# Matrix Differentiation Rules

It is often convenient to express the derivatives in matrix form and use vectorized operations when updating the weights in neural networks. The reason for this is that vectorized operations in `numpy` for example are much faster than using Python loops. In this notebook, we will summarize a couple of useful rules for matrix differentiation.

:::{#def-m-from-vec-n}
Let $f: \mathbb{R}^{n} \rightarrow \mathbb{R}^{m}$ be a function that maps a m-dimensional vector to an n-dimensional vector. Then the derivative of $f$ with respect to a vector $x$ is a matrix (called the Jacobian matrix of $f$) of shape $m \times n$ and is given by

$$
\frac{\partial f}{\partial x} = \begin{pmatrix}
\frac{\partial f_1}{\partial x_1} & \cdots & \frac{\partial f_1}{\partial x_n} \\
\vdots & \ddots & \vdots \\
\frac{\partial f_m}{\partial x_1} & \cdots & \frac{\partial f_m}{\partial x_n}
\end{pmatrix}
$$
:::


:::{#exm-1-to-2}
## $f: \mathbb{R}^{1} \to \mathbb{R}^{2}$
As an example, let's look at a function $f: \mathbb{R}^{1} \rightarrow \mathbb{R}^{2}$ that maps a scalar to a 2-dimensional vector. The function is defined as

$$
f(x) = \begin{pmatrix} x^2 \\ x^3 \end{pmatrix}
$$

According to @def-m-from-vec-n the Jacobian matrix of $f$ is a $2 \times 1$ matrix and is given by

$$
\frac{\partial f}{\partial x} = \begin{pmatrix}
\frac{\partial f_1}{\partial x} \\ \frac{\partial f_2}{\partial x}
\end{pmatrix} = \begin{pmatrix}
2x \\ 3x^2
\end{pmatrix}
$$




:::{#def-matrix-to-scalar}

Let $f: \mathbb{R}^{m \times n} \rightarrow \mathbb{R}$ be a function that maps a matrix to a scalar (e.g. a loss function). Then the derivative of $f$ with respect to a matrix $W$ is a matrix of the same shape as $W$ and is given by

$$
\frac{\partial f}{\partial W} = \begin{pmatrix}
\frac{\partial f}{\partial W_{11}} & \cdots & \frac{\partial f}{\partial W_{1n}} \\
\vdots & \ddots & \vdots \\
\frac{\partial f}{\partial W_{m1}} & \cdots & \frac{\partial f}{\partial W_{mn}}
\end{pmatrix}
$$
:::



:::{#thm-matrix-vector-by-vector}
## Matrix Multiplication by Vector

Let $A \in \mathbb{R}^{m \times n}$ and $x \in \mathbb{R}^{n}$. Then the derivative of $Ax$ with respect to $x$ is $A^T$.

◆ Data shown:
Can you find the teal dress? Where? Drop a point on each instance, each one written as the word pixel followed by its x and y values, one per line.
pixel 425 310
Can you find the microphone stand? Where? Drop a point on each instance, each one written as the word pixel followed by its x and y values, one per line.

◆ Requirements:
1/ In the matrix differentiation notes, what shape does the derivative of a matrix-to-scalar function with respect to a matrix $W$ have?
2/ Translate this sentence from the matrix differentiation notes into German: "It is often convenient to express the derivatives in matrix form and use vectorized operations when updating the weights in neural networks."
3/ Decide whether each statement agrees with the matrix differentiation notes. Answer yes or no for each and quote the words of the notes that settle it.
(a) The worked example uses a function that maps a scalar to a 2-dimensional vector.
(b) In the worked example, the Jacobian matrix of $f$ is a $1 \times 2$ matrix.
(c) A loss function is given as an instance of a function that maps a matrix to a scalar.

◆ Results of the exercise:
1/ It has the same shape as $W$.

2/ Es ist oft praktisch, die Ableitungen in Matrixform auszudrücken und beim Aktualisieren der Gewichte in neuronalen Netzen vektorisierte Operationen zu verwenden.

3/
(a) Yes: "that maps a scalar to a 2-dimensional vector"
(b) No: "the Jacobian matrix of $f$ is a $2 \times 1$ matrix"
(c) Yes: "maps a matrix to a scalar (e.g. a loss function)"